Exercise instructions –
Can you render all of the data below as a numbered list, leaving out any blank lines?

============

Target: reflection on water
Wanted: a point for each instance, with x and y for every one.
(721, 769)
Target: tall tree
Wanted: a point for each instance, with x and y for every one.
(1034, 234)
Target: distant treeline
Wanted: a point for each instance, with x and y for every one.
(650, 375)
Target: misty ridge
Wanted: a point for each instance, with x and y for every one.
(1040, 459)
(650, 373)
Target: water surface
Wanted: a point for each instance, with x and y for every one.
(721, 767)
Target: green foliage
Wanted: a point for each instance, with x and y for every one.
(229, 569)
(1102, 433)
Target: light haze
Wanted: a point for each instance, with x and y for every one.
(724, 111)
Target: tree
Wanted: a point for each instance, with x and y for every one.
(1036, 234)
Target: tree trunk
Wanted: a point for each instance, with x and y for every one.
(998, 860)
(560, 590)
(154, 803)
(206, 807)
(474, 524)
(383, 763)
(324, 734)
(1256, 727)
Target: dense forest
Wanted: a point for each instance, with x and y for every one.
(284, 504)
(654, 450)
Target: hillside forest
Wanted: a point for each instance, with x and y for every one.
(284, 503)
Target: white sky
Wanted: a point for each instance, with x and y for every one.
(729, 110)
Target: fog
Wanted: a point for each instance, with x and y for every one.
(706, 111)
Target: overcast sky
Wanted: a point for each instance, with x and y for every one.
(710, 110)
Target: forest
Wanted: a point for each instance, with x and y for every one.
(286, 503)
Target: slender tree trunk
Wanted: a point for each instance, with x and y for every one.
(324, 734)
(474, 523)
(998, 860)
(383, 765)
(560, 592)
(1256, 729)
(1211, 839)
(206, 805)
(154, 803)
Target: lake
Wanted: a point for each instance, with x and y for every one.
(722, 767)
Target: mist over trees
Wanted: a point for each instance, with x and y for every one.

============

The solution –
1. Target: reflection on water
2. Wanted: a point for each instance, with x and y for every one.
3. (721, 769)
4. Target: tall tree
5. Wanted: a point for each instance, with x and y for every one.
6. (1034, 234)
7. Target: distant treeline
8. Wanted: a point for each instance, with x and y for every one.
9. (650, 375)
10. Target: misty ridge
11. Wanted: a point for each instance, with x and y for every one.
12. (1040, 459)
13. (650, 373)
14. Target: water surface
15. Wanted: a point for each instance, with x and y for every one.
16. (721, 767)
17. Target: green foliage
18. Wanted: a point for each instance, with x and y for every one.
19. (229, 569)
20. (1102, 433)
21. Target: light haze
22. Wanted: a point for each instance, with x and y for every one.
23. (724, 111)
24. Target: tree
25. Wanted: a point for each instance, with x and y for every one.
26. (1036, 234)
27. Target: tree trunk
28. Wanted: a point for each instance, with x and y for every one.
29. (998, 860)
30. (560, 590)
31. (154, 803)
32. (206, 807)
33. (474, 524)
34. (383, 763)
35. (324, 734)
36. (1256, 727)
37. Target: dense forest
38. Wanted: a point for each instance, with x and y for every one.
39. (284, 504)
40. (654, 450)
41. Target: hillside forest
42. Wanted: a point for each instance, with x and y for every one.
43. (284, 503)
44. Target: white sky
45. Wanted: a point for each instance, with x and y for every one.
46. (729, 110)
47. Target: fog
48. Wanted: a point for each instance, with x and y for every one.
49. (706, 111)
50. Target: overcast sky
51. Wanted: a point for each instance, with x and y for every one.
52. (710, 110)
53. Target: forest
54. Wanted: a point for each instance, with x and y for every one.
55. (286, 503)
56. Target: slender tree trunk
57. Wanted: a point for each instance, with x and y for every one.
58. (324, 734)
59. (474, 523)
60. (998, 860)
61. (383, 765)
62. (560, 592)
63. (1256, 729)
64. (1211, 839)
65. (206, 805)
66. (154, 803)
67. Target: lake
68. Wanted: a point for each instance, with x and y for every one.
69. (722, 767)
70. Target: mist over trees
71. Wanted: a point for each instance, with x and y for every one.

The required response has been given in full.